Instruction 1 —
Please reproduce, word for word, the records from the line containing "Find the fluorescent" through the end of the records, with both ends included.

── Document extract

First some background info. I don't have an outdoor burner so my homebrew adventures are limited to partial mashes in a 5 gallon cooler with partial boils on the stove top. When I want to adapt an all-grain recipe, I try to mash all the specialty grains with enough base malt to convert all of the starches, then make up the rest of the gravity with malt extract.

Which leads me to this recipe (based off https://www.brewersfriend.com/homebrew/recipe/view/255745/russian-imperial-stout):

2.75 lbs 2-Row
1.25 lbs roasted barley
1 lb Special B
0.75 lb pale chocolate
0.5 lb CaraFoam
6.6 lbs light LME
3.3 lbs Munich LME
0.2 lbs light DME (or however much I need to reach 1.092 sg)

1.375 oz Magnum (@ 13% AA) 60 minutes 65.94 IBU
1 oz Fuggles (@ 5% AA) 5 minutes 3.44 IBU

Nottingham or S-04 yeast (haven't decided yet)
CBC-1 for bottle conditioning

Predicted OG: 1.092
Predicted FG: 1.021
Predicted ABV: 9.25%
Total IBU: 69.37 IBU

This will go on some Hungarian oak cubes for a while (will determine how long by taste), and then it will be aged for at least 6 months.

The first thing I need advice on is water. I use RO water and build the water from there. Because of the amount of roasted malt, the pH of the mash water is pretty low (well below 5).

My target water profile:
120 ppm calcium
4 ppm magnesium
12 ppm sodium
55 ppm sulfate
19 ppm chloride
315 ppm bicarbonate

Mash additions:
0.8 g gypsum
0.3 g calcium chloride
0.5 g Epsom salts
2.1 g baking soda
2.4 g calcium hydroxide

With 3 gallons of mash water that gets me to the following:
141 ppm calcium
4 ppm magnesium
59 ppm sodium (high but should be below the flavor threshold)

────

Instruction 2 —
Condense the paragraph of the homebrew post that begins "First some background info" into a shorter version that keeps its main facts.

── Working data

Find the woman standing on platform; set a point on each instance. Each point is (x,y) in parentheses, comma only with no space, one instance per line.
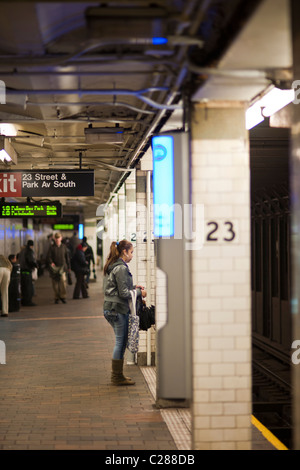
(117,286)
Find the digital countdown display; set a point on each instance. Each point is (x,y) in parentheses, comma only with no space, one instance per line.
(11,210)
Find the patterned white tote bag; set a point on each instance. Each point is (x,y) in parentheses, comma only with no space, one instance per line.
(133,325)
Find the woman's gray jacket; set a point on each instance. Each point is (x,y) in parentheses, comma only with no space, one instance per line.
(117,285)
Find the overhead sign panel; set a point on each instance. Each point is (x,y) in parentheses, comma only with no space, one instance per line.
(12,210)
(47,183)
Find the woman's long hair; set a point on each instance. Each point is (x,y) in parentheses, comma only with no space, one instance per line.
(116,249)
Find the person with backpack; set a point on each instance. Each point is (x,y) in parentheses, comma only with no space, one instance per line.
(59,264)
(117,287)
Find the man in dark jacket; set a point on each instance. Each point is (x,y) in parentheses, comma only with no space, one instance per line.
(27,262)
(59,263)
(80,267)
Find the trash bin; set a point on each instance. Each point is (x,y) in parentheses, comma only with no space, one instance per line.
(14,289)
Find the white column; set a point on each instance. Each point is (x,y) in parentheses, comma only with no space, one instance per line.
(221,299)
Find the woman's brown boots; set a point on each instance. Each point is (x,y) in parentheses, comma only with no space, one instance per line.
(117,377)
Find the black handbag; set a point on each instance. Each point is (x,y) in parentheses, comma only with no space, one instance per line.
(146,314)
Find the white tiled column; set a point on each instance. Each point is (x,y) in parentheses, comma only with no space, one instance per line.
(221,305)
(146,340)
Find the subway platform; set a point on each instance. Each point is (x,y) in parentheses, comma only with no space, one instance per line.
(55,384)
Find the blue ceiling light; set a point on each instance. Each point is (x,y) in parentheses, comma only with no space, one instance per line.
(158,41)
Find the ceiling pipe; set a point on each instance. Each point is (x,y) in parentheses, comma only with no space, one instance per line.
(57,60)
(90,103)
(173,92)
(107,92)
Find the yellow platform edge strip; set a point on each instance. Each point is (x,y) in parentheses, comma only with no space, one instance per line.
(268,435)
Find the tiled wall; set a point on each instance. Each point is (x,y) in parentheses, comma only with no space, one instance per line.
(221,306)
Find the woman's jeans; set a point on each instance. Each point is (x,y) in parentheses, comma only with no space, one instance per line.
(119,322)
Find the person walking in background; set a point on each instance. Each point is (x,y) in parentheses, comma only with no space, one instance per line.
(58,261)
(117,285)
(28,262)
(5,271)
(89,255)
(80,267)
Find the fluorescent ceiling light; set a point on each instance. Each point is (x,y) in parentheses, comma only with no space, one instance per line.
(268,105)
(8,129)
(4,157)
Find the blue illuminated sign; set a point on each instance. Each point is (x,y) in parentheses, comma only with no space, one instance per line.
(80,231)
(163,185)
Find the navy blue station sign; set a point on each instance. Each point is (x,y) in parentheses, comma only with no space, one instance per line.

────

Task output 1 —
Find the fluorescent ceiling light; set a point on each instance. Each point is (x,y) in parentheses, comma only with no space, one instance per line.
(268,105)
(8,129)
(4,157)
Find the blue illuminated sign; set a point on each instance. Each point is (x,y) in parentheses, comma only with no space, one instance per line.
(80,231)
(163,185)
Find the navy blue station sign; set a point on each instance. Each point is (x,y) in parentheses, comma only with no space, one instance per line.

Task output 2 —
Without an outdoor burner, the brewer is limited to partial mashes in a 5 gallon cooler and partial boils on the stovetop. To adapt an all-grain recipe, all the specialty grains are mashed with enough base malt to convert the starches, and malt extract supplies the rest of the gravity.